_GOAL OF THE EXERCISE_
Filter the records, keeping every line that has the string "polar".
*** Opening DATA FOR THIS TASK ***
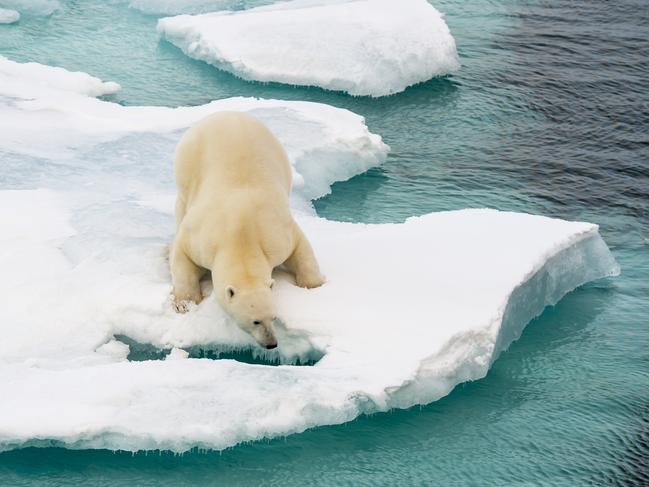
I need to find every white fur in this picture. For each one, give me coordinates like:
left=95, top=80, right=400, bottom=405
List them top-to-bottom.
left=171, top=112, right=325, bottom=348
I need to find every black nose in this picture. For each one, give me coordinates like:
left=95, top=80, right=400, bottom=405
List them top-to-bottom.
left=253, top=320, right=261, bottom=325
left=265, top=343, right=277, bottom=350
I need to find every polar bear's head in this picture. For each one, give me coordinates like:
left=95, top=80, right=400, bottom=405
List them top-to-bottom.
left=220, top=279, right=278, bottom=349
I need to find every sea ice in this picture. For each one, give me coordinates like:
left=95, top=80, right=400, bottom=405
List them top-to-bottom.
left=0, top=0, right=59, bottom=16
left=128, top=0, right=272, bottom=15
left=157, top=0, right=460, bottom=96
left=0, top=8, right=19, bottom=23
left=0, top=55, right=121, bottom=98
left=0, top=56, right=386, bottom=204
left=0, top=59, right=617, bottom=452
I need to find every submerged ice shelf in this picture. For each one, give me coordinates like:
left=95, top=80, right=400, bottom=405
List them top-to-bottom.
left=158, top=0, right=460, bottom=97
left=0, top=59, right=618, bottom=452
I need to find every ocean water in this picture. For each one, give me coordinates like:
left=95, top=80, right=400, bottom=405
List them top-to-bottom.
left=1, top=0, right=648, bottom=485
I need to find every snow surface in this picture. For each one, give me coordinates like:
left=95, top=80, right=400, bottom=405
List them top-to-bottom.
left=158, top=0, right=460, bottom=97
left=0, top=7, right=19, bottom=23
left=0, top=59, right=618, bottom=452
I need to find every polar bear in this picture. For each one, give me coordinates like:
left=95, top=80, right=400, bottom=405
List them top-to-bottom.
left=170, top=112, right=325, bottom=349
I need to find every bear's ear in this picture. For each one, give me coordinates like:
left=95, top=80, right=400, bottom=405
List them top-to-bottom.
left=269, top=279, right=275, bottom=290
left=225, top=286, right=236, bottom=301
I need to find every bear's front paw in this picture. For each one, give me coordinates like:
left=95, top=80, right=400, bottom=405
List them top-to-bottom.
left=296, top=273, right=326, bottom=289
left=171, top=296, right=200, bottom=313
left=172, top=299, right=191, bottom=313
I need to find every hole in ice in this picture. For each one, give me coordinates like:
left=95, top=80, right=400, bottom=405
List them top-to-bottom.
left=113, top=335, right=322, bottom=366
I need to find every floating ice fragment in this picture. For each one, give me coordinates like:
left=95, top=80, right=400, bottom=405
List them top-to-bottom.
left=158, top=0, right=460, bottom=96
left=0, top=8, right=19, bottom=23
left=0, top=55, right=121, bottom=97
left=95, top=339, right=131, bottom=361
left=166, top=348, right=190, bottom=360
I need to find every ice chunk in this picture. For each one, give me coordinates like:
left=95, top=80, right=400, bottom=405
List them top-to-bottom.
left=0, top=0, right=59, bottom=16
left=157, top=0, right=460, bottom=97
left=0, top=8, right=19, bottom=23
left=0, top=56, right=121, bottom=97
left=0, top=59, right=617, bottom=452
left=166, top=348, right=190, bottom=360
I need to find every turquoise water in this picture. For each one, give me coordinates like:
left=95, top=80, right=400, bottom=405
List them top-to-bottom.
left=1, top=0, right=648, bottom=484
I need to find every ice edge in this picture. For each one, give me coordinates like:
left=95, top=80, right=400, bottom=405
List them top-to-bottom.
left=385, top=227, right=619, bottom=410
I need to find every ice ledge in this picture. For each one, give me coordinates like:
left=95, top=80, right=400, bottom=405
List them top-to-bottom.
left=387, top=228, right=619, bottom=409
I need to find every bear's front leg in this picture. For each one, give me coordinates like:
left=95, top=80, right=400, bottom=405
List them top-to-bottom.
left=284, top=225, right=325, bottom=289
left=170, top=242, right=204, bottom=312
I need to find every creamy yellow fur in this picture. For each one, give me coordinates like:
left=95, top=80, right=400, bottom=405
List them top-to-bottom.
left=170, top=112, right=324, bottom=348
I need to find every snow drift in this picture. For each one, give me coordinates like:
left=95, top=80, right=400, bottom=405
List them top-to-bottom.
left=157, top=0, right=460, bottom=97
left=0, top=59, right=617, bottom=452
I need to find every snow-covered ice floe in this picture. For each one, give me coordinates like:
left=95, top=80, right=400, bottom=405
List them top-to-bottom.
left=157, top=0, right=460, bottom=97
left=0, top=8, right=20, bottom=23
left=0, top=59, right=617, bottom=452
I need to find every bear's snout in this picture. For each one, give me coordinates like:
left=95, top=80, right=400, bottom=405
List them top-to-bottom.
left=250, top=318, right=278, bottom=350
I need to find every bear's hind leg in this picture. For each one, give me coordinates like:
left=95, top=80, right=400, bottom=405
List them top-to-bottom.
left=175, top=196, right=187, bottom=230
left=284, top=225, right=325, bottom=289
left=170, top=242, right=203, bottom=312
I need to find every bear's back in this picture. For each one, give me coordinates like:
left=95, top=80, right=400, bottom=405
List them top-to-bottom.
left=174, top=111, right=292, bottom=205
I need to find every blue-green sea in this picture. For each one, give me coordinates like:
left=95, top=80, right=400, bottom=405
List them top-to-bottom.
left=1, top=0, right=648, bottom=485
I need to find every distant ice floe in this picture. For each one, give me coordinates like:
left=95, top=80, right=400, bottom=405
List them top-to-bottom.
left=0, top=0, right=59, bottom=16
left=158, top=0, right=460, bottom=97
left=0, top=8, right=19, bottom=23
left=0, top=59, right=617, bottom=452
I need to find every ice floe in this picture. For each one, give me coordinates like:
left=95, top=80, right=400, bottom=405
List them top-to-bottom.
left=0, top=0, right=59, bottom=16
left=158, top=0, right=460, bottom=96
left=0, top=7, right=19, bottom=23
left=0, top=55, right=121, bottom=98
left=0, top=56, right=386, bottom=204
left=0, top=60, right=617, bottom=452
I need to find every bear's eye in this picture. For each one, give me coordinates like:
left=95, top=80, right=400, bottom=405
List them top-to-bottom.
left=253, top=320, right=261, bottom=325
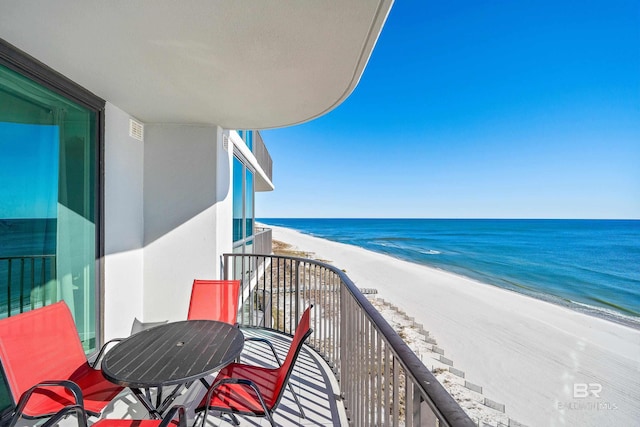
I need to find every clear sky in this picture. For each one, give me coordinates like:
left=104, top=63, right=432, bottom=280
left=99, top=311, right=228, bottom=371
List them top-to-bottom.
left=257, top=0, right=639, bottom=219
left=0, top=123, right=59, bottom=219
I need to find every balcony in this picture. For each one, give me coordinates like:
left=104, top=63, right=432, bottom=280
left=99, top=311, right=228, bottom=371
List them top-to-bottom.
left=252, top=131, right=273, bottom=184
left=8, top=253, right=473, bottom=427
left=223, top=253, right=475, bottom=426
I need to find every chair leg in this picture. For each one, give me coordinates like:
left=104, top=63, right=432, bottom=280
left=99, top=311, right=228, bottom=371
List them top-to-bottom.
left=287, top=382, right=305, bottom=418
left=264, top=411, right=277, bottom=427
left=228, top=413, right=240, bottom=426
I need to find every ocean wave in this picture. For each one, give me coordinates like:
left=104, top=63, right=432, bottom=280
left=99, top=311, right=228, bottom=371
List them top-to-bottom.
left=374, top=236, right=417, bottom=242
left=374, top=242, right=440, bottom=255
left=417, top=249, right=441, bottom=255
left=570, top=301, right=640, bottom=328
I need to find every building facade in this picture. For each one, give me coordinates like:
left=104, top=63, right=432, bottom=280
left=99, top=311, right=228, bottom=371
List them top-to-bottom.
left=0, top=1, right=393, bottom=351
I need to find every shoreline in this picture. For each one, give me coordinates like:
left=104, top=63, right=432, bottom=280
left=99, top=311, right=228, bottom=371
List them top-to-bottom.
left=267, top=224, right=640, bottom=426
left=277, top=226, right=640, bottom=330
left=378, top=256, right=640, bottom=331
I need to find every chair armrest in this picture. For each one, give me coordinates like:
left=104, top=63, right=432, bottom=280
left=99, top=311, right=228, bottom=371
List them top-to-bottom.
left=242, top=337, right=282, bottom=366
left=90, top=338, right=124, bottom=368
left=10, top=380, right=85, bottom=427
left=40, top=404, right=88, bottom=427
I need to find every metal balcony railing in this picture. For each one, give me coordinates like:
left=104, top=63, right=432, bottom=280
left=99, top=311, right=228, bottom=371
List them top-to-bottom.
left=223, top=253, right=475, bottom=427
left=0, top=255, right=56, bottom=318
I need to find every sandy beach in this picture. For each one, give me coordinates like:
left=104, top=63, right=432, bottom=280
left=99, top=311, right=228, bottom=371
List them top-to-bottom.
left=269, top=225, right=640, bottom=427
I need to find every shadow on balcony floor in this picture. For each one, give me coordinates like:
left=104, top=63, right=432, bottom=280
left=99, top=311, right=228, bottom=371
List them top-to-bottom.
left=88, top=328, right=345, bottom=427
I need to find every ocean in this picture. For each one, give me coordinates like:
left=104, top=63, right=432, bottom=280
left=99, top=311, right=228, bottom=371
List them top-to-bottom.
left=0, top=218, right=57, bottom=316
left=0, top=218, right=57, bottom=257
left=259, top=218, right=640, bottom=327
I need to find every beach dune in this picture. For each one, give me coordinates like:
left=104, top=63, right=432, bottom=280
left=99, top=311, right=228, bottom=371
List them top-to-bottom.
left=269, top=225, right=640, bottom=427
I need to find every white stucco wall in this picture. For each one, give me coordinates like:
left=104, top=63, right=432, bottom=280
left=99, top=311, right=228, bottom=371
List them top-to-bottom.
left=103, top=102, right=145, bottom=340
left=102, top=111, right=235, bottom=338
left=142, top=125, right=233, bottom=323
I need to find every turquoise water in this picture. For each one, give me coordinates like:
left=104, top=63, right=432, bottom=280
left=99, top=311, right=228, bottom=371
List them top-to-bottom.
left=260, top=218, right=640, bottom=327
left=0, top=219, right=57, bottom=315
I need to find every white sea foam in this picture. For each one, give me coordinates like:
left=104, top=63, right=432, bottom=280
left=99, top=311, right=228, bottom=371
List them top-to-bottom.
left=418, top=249, right=441, bottom=255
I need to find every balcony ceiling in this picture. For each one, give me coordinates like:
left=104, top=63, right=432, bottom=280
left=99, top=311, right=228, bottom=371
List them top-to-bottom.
left=1, top=1, right=392, bottom=129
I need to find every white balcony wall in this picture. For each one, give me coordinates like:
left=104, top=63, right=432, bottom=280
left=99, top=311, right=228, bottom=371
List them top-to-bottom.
left=103, top=102, right=145, bottom=340
left=102, top=108, right=234, bottom=340
left=142, top=125, right=233, bottom=323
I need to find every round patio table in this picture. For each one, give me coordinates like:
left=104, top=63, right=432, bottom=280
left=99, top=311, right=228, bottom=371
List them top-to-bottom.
left=102, top=320, right=244, bottom=417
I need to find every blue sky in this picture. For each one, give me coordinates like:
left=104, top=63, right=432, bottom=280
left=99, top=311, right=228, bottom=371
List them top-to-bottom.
left=257, top=0, right=639, bottom=219
left=0, top=123, right=59, bottom=219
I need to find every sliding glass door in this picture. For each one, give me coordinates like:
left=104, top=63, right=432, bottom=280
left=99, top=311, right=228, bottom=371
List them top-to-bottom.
left=0, top=62, right=99, bottom=352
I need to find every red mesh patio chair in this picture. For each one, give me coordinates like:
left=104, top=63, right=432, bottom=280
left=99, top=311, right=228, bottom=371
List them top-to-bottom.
left=187, top=280, right=241, bottom=324
left=0, top=302, right=123, bottom=424
left=195, top=306, right=313, bottom=427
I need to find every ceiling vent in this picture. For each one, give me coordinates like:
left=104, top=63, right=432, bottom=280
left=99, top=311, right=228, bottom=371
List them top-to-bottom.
left=129, top=119, right=144, bottom=141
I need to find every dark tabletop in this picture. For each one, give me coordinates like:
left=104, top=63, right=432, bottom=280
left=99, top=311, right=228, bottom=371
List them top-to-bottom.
left=101, top=320, right=244, bottom=388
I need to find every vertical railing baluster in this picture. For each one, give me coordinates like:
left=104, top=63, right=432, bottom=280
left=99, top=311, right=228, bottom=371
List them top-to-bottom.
left=250, top=254, right=255, bottom=326
left=269, top=255, right=274, bottom=330
left=275, top=255, right=278, bottom=330
left=50, top=256, right=57, bottom=304
left=33, top=257, right=37, bottom=308
left=39, top=257, right=46, bottom=307
left=19, top=258, right=25, bottom=312
left=34, top=258, right=39, bottom=309
left=7, top=259, right=12, bottom=316
left=312, top=263, right=317, bottom=350
left=321, top=267, right=326, bottom=355
left=336, top=272, right=340, bottom=372
left=339, top=284, right=347, bottom=418
left=351, top=295, right=356, bottom=424
left=353, top=302, right=358, bottom=425
left=358, top=306, right=364, bottom=425
left=364, top=315, right=370, bottom=425
left=370, top=321, right=376, bottom=426
left=377, top=332, right=383, bottom=425
left=385, top=344, right=391, bottom=426
left=393, top=357, right=400, bottom=427
left=406, top=371, right=414, bottom=427
left=413, top=383, right=422, bottom=427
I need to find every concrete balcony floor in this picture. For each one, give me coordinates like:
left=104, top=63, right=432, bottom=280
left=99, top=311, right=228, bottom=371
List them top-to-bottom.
left=88, top=328, right=346, bottom=427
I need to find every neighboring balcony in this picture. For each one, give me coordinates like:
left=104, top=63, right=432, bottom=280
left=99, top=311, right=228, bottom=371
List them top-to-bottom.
left=253, top=131, right=273, bottom=184
left=253, top=226, right=273, bottom=256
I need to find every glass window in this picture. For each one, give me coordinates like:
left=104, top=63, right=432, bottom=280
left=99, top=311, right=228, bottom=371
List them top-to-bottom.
left=0, top=64, right=98, bottom=352
left=237, top=130, right=253, bottom=151
left=245, top=130, right=253, bottom=151
left=232, top=152, right=256, bottom=251
left=232, top=156, right=244, bottom=242
left=245, top=168, right=254, bottom=238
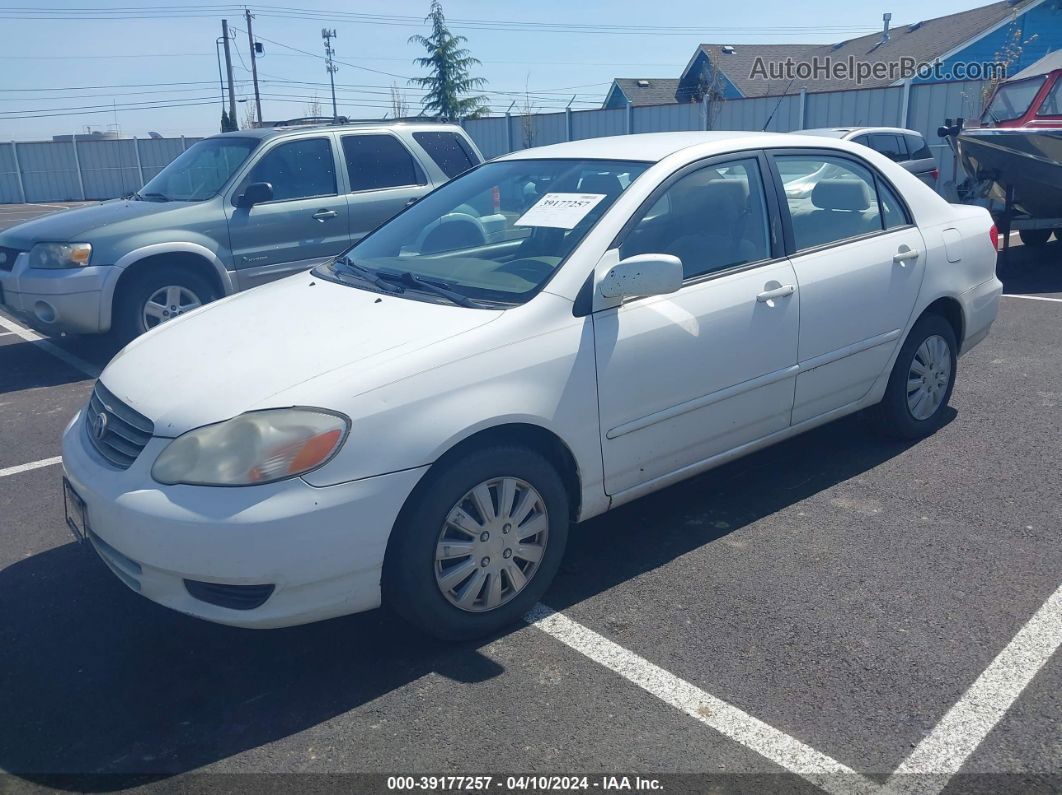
*** Closing DATA FOR THIS TASK ***
_ANSWER TO THIS EXERCISE_
I need to find every polar bear's head in this picture. For each one, give me coordinates like:
I need to find every polar bear in this picture. For each one, give me coordinates like:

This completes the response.